#### Exercise data:
START

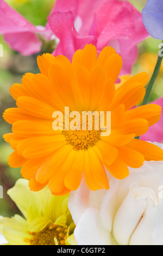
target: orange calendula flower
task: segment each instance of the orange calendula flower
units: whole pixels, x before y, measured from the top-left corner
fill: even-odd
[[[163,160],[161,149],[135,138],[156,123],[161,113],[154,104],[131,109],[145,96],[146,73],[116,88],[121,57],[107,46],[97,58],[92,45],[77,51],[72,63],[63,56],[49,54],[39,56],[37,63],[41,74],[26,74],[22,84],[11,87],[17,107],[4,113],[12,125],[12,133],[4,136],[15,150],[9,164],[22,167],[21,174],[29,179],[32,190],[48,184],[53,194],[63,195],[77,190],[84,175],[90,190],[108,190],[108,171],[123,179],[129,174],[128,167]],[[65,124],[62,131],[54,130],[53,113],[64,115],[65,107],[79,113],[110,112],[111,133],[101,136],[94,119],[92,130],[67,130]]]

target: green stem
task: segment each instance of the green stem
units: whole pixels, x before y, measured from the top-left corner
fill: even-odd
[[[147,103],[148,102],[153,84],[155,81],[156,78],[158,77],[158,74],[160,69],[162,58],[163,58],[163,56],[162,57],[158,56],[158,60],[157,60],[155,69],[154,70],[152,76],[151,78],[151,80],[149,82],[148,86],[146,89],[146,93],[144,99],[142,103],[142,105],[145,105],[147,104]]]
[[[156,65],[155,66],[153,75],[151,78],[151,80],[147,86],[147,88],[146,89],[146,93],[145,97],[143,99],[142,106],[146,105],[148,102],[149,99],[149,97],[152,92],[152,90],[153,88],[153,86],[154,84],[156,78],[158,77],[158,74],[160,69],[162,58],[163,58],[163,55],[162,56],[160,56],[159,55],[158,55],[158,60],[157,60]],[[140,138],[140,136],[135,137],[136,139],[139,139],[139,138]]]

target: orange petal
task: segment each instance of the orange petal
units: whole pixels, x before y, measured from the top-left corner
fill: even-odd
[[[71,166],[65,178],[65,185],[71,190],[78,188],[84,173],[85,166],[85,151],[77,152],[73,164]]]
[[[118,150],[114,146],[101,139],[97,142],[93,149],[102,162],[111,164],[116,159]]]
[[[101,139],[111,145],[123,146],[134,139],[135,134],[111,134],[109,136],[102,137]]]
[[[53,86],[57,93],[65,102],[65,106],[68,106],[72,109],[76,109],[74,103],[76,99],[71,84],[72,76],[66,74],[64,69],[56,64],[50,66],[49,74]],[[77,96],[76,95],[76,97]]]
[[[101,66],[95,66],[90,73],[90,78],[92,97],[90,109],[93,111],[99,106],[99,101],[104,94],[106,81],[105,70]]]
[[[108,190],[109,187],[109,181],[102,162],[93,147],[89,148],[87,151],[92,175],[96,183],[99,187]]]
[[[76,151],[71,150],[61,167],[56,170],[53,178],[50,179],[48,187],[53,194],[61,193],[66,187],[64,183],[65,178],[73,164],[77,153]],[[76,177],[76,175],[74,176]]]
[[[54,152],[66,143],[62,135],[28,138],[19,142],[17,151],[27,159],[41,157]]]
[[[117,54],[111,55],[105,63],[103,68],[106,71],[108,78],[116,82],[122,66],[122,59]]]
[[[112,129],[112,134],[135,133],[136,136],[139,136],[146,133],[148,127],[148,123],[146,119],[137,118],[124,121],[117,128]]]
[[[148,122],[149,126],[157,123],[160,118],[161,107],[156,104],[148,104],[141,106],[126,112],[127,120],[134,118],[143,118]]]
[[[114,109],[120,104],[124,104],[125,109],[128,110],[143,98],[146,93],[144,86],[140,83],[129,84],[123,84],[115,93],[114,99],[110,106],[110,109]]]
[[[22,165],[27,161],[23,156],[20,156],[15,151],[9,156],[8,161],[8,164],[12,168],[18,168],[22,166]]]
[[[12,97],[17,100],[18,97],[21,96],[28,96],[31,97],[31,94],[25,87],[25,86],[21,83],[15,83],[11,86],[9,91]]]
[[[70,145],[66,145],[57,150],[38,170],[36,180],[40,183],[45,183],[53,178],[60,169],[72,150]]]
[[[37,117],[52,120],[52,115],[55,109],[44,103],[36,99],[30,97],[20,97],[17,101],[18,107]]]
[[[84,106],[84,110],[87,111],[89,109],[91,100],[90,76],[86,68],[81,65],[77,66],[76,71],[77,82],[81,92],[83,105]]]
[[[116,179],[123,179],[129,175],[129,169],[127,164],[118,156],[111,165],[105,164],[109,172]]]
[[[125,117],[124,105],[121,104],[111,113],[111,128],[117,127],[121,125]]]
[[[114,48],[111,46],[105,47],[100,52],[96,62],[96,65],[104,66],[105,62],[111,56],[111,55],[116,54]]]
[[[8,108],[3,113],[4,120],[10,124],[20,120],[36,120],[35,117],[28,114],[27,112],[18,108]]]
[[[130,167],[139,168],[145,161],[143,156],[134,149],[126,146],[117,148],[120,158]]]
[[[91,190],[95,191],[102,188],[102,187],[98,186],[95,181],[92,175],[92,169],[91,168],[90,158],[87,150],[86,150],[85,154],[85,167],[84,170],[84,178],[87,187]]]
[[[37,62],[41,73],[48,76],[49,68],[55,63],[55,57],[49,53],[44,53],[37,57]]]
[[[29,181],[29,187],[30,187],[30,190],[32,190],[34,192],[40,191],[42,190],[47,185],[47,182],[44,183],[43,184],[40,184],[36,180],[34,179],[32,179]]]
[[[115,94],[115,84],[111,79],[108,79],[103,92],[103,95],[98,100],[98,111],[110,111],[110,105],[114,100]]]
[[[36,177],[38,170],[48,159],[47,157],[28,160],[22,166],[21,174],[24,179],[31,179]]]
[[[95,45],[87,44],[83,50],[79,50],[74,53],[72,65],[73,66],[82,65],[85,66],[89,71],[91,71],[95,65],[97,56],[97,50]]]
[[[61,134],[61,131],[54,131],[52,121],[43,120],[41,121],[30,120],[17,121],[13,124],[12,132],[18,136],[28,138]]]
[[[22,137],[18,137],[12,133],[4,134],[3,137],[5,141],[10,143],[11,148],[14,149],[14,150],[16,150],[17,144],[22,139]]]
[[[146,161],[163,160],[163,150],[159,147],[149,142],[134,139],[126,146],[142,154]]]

END

In the copy, include all records verbatim but no images.

#### Exercise output:
target: orange calendula flower
task: segment each instance of the orange calendula flower
units: whole pixels, x before y, measured from the top-left corner
fill: even-odd
[[[163,160],[161,149],[135,138],[156,123],[161,113],[154,104],[131,109],[145,96],[146,73],[116,88],[121,57],[107,46],[97,58],[92,45],[77,51],[72,63],[63,56],[49,54],[39,56],[37,63],[41,74],[26,74],[22,84],[11,87],[17,107],[4,113],[12,125],[12,133],[4,136],[15,150],[9,164],[22,167],[21,174],[29,179],[32,190],[48,184],[53,194],[63,195],[77,190],[84,175],[90,190],[108,190],[108,171],[123,179],[129,174],[128,167]],[[65,124],[62,131],[54,130],[53,113],[64,115],[65,107],[79,113],[110,112],[111,133],[101,136],[94,119],[92,130],[67,130]]]

target: green stem
task: segment each instance of the green stem
units: whole pixels, x before y, measured from the top-left corner
fill: even-odd
[[[147,103],[148,102],[153,84],[155,81],[156,78],[158,77],[158,74],[160,69],[162,58],[163,58],[163,56],[162,57],[158,56],[158,60],[157,60],[155,69],[154,70],[152,76],[151,78],[151,80],[149,82],[148,86],[146,89],[146,93],[144,99],[142,103],[142,105],[145,105],[147,104]]]
[[[156,65],[155,66],[153,75],[151,78],[151,80],[147,86],[147,88],[146,89],[146,93],[145,97],[143,99],[142,106],[146,105],[148,102],[149,99],[149,97],[152,92],[152,90],[153,88],[153,86],[154,84],[156,78],[158,77],[158,74],[160,69],[162,58],[163,58],[163,55],[162,56],[160,56],[159,55],[158,55],[158,60],[157,60]],[[140,138],[140,136],[135,137],[136,139],[139,139],[139,138]]]

target: orange petal
task: segment each instance of the orange petal
units: whole pixels, x before y, measured from the top-left corner
fill: even-odd
[[[71,166],[65,178],[65,185],[71,190],[78,188],[84,173],[85,166],[85,151],[77,152],[73,164]]]
[[[118,150],[114,146],[101,139],[97,142],[93,149],[102,162],[111,164],[116,159]]]
[[[101,139],[111,145],[123,146],[134,139],[135,134],[111,134],[109,136],[102,137]]]
[[[53,86],[57,93],[65,102],[65,106],[68,106],[72,109],[76,109],[74,103],[76,99],[71,84],[72,76],[66,74],[64,69],[56,64],[50,66],[49,74]],[[77,96],[76,95],[76,97]]]
[[[101,66],[95,66],[90,73],[90,78],[92,97],[90,109],[93,111],[99,106],[99,101],[104,94],[106,81],[105,70]]]
[[[108,190],[109,187],[109,181],[102,162],[93,147],[89,148],[87,151],[92,175],[96,183],[99,187]]]
[[[76,151],[71,150],[61,167],[56,170],[53,178],[50,179],[48,187],[53,194],[61,193],[66,187],[64,183],[65,178],[73,164],[77,153]],[[76,177],[76,175],[74,176]]]
[[[54,152],[66,143],[62,135],[28,138],[19,142],[17,151],[27,159],[41,157]]]
[[[117,54],[111,55],[105,63],[103,68],[106,71],[108,78],[116,82],[122,66],[122,59]]]
[[[112,129],[112,134],[135,133],[136,136],[139,136],[146,133],[148,127],[148,123],[146,119],[137,118],[124,121],[117,128]]]
[[[148,122],[149,126],[157,123],[160,118],[161,107],[156,104],[148,104],[141,106],[126,112],[127,120],[134,118],[143,118]]]
[[[114,109],[120,104],[124,104],[125,109],[128,110],[143,98],[146,93],[144,86],[140,83],[129,84],[123,84],[115,93],[114,99],[110,106],[110,109]]]
[[[22,165],[27,161],[23,156],[20,156],[15,151],[9,156],[8,161],[8,164],[12,168],[18,168],[22,166]]]
[[[12,97],[17,100],[18,97],[21,96],[28,96],[31,97],[31,94],[25,87],[25,86],[21,83],[15,83],[11,86],[9,91]]]
[[[70,145],[66,145],[57,150],[38,170],[36,180],[40,183],[45,183],[53,178],[60,169],[72,150]]]
[[[37,117],[52,120],[52,115],[55,109],[44,103],[36,99],[30,97],[20,97],[17,101],[18,107]]]
[[[84,106],[84,110],[87,111],[89,109],[91,100],[90,76],[86,68],[81,65],[77,66],[76,71],[77,82],[81,92],[83,105]]]
[[[116,179],[123,179],[129,175],[129,169],[127,164],[118,156],[111,165],[105,164],[109,172]]]
[[[125,117],[124,105],[121,104],[111,113],[111,128],[117,127],[121,125]]]
[[[114,48],[111,46],[105,47],[100,52],[96,62],[96,65],[104,66],[105,62],[111,56],[111,55],[116,54]]]
[[[8,108],[3,113],[4,120],[10,124],[20,120],[36,120],[35,117],[28,114],[27,112],[18,108]]]
[[[130,167],[139,168],[145,161],[143,156],[134,149],[126,146],[117,148],[120,158]]]
[[[91,190],[95,191],[102,188],[102,187],[98,186],[95,181],[92,175],[92,169],[91,168],[90,158],[87,150],[86,150],[85,154],[85,167],[84,170],[84,178],[87,187]]]
[[[37,62],[41,73],[48,76],[49,68],[55,63],[55,57],[49,53],[44,53],[37,57]]]
[[[29,181],[29,187],[30,187],[30,190],[32,190],[34,192],[40,191],[42,190],[47,185],[47,182],[44,183],[43,184],[40,184],[36,180],[34,179],[32,179]]]
[[[115,94],[115,84],[111,79],[108,79],[103,92],[103,95],[98,100],[98,111],[110,111],[110,105],[114,100]]]
[[[36,177],[38,170],[48,159],[47,157],[28,160],[22,166],[21,174],[24,179],[31,179]]]
[[[95,45],[87,44],[83,50],[79,50],[74,53],[72,65],[73,66],[82,65],[85,66],[89,71],[91,71],[95,65],[97,56],[97,50]]]
[[[61,134],[61,131],[54,131],[52,121],[43,120],[41,121],[30,120],[17,121],[13,124],[12,132],[18,136],[28,138]]]
[[[22,137],[18,137],[12,133],[4,134],[3,137],[5,141],[10,143],[11,148],[14,149],[14,150],[16,150],[17,144],[22,139]]]
[[[146,161],[163,160],[163,150],[159,147],[149,142],[134,139],[126,146],[142,154]]]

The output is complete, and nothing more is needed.